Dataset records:
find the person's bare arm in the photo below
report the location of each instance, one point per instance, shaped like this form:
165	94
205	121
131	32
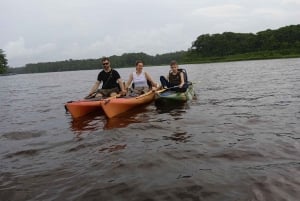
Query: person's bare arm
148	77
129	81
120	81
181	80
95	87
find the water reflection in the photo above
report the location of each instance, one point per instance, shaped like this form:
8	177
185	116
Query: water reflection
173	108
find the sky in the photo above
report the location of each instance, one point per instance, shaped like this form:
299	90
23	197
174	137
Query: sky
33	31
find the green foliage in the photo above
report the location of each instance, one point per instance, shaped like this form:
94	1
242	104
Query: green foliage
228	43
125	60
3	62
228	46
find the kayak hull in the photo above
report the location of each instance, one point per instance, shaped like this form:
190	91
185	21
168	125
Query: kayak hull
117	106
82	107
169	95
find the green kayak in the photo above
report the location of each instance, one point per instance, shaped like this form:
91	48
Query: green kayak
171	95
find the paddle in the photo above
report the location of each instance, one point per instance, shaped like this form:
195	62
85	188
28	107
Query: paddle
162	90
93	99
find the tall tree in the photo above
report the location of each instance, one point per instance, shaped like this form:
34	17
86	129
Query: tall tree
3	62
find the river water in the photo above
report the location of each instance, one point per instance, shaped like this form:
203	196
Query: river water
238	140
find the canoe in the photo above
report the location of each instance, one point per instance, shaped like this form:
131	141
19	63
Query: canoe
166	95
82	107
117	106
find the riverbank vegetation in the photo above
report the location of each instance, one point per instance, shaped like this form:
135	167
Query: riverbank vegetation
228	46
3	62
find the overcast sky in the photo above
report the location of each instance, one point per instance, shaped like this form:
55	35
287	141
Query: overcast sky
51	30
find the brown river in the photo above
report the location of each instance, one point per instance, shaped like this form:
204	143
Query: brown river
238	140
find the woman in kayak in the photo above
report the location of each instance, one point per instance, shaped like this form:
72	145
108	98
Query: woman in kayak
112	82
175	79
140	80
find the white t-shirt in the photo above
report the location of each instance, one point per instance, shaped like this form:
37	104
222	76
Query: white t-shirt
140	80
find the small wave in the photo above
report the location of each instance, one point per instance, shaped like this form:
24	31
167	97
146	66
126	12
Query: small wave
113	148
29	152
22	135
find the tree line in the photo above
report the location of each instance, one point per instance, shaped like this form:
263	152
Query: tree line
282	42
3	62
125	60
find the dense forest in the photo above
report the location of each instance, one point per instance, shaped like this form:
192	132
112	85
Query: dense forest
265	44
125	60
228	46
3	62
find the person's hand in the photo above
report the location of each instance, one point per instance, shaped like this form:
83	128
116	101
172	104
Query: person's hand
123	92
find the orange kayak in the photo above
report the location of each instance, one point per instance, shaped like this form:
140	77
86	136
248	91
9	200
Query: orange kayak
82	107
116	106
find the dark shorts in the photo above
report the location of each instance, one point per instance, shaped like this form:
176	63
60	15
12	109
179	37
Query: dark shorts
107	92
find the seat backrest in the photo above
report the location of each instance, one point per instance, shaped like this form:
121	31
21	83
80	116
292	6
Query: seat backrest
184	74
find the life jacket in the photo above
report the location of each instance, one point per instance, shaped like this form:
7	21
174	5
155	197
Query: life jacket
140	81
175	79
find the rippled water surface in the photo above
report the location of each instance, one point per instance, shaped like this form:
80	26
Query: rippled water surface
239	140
---
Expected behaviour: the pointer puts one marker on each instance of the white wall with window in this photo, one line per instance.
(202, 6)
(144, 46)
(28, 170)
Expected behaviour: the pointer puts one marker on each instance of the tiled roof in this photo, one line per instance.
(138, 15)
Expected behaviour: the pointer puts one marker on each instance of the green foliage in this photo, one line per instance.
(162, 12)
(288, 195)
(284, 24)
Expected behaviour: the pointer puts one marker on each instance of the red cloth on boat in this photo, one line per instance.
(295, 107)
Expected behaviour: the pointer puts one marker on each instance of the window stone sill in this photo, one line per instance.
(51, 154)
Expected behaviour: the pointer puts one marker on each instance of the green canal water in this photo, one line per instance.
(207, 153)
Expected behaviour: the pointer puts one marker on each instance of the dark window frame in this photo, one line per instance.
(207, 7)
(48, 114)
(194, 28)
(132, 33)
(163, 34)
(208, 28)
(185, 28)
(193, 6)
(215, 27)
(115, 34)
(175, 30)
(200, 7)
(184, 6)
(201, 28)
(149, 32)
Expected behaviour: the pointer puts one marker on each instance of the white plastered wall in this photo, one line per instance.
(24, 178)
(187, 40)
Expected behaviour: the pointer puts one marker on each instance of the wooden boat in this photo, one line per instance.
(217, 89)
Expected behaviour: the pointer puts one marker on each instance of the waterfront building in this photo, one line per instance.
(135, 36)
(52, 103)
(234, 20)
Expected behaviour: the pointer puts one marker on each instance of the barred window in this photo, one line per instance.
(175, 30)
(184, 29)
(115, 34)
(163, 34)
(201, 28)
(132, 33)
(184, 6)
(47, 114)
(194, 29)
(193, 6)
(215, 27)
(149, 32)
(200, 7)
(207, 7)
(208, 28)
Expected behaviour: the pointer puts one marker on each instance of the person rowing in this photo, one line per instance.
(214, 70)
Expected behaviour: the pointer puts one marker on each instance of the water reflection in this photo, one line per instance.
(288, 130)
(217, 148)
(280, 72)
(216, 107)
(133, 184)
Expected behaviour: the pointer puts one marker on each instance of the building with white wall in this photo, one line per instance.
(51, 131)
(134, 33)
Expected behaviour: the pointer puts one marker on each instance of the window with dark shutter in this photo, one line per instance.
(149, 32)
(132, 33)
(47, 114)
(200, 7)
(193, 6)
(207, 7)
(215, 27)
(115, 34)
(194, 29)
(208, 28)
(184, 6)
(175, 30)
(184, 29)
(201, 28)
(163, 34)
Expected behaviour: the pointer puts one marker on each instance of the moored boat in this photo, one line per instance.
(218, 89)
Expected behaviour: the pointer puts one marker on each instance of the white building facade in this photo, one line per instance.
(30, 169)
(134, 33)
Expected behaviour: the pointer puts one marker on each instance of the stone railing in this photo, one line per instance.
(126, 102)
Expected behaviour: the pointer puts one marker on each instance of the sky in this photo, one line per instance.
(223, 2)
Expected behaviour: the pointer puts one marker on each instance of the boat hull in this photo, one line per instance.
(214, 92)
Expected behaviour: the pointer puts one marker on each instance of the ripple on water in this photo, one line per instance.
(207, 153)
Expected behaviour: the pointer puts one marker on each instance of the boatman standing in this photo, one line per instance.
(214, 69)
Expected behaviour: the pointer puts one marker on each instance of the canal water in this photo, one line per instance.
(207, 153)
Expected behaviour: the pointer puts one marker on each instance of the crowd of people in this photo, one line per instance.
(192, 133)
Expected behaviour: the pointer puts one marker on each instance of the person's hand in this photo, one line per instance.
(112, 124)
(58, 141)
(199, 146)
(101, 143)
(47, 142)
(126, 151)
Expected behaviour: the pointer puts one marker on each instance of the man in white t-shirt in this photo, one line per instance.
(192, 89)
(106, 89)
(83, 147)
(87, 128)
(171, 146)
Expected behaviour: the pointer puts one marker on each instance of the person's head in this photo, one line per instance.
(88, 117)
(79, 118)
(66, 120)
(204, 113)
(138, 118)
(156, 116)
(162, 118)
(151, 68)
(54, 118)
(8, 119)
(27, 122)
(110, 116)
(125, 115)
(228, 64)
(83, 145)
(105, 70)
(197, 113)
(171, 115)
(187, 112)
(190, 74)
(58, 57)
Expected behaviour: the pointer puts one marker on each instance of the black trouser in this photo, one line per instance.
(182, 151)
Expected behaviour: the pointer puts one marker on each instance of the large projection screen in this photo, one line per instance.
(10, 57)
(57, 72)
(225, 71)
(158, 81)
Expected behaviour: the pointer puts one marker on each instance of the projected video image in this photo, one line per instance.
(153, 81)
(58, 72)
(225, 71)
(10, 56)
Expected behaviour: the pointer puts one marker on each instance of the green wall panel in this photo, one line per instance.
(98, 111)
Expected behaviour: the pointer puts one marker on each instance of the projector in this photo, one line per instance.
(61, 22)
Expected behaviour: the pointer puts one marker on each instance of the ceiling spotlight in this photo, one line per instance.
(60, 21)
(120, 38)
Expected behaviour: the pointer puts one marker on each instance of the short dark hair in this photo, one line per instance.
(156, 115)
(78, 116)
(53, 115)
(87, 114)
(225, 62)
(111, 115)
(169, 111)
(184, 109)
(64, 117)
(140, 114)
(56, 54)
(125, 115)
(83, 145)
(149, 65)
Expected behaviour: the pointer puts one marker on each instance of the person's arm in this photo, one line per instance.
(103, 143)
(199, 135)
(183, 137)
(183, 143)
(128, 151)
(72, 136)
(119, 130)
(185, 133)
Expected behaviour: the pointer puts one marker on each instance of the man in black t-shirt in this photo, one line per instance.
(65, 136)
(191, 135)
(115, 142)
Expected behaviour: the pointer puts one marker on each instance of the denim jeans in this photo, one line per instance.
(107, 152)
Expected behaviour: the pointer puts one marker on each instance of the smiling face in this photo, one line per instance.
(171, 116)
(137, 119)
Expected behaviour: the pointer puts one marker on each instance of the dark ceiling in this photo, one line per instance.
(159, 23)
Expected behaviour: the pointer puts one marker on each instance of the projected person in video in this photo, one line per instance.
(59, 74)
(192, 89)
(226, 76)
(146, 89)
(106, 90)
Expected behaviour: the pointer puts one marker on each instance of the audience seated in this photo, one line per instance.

» Requirement
Pick out every line in the listing above that contains the word "wall", and copy each of those lines.

» Solution to this exercise
Expected behaviour: the pointer puts one marker on each instance of the white wall with window in this photo, one line per instance.
Expected behaviour: the pointer puts one marker on each instance of the white plastered wall in this photo, one line per instance.
Expected behaviour: the pointer puts one marker on each instance of the building with white wall in this photo, one line per instance.
Expected behaviour: the pointer puts one marker on each instance of the green wall panel in this photo, one line per instance.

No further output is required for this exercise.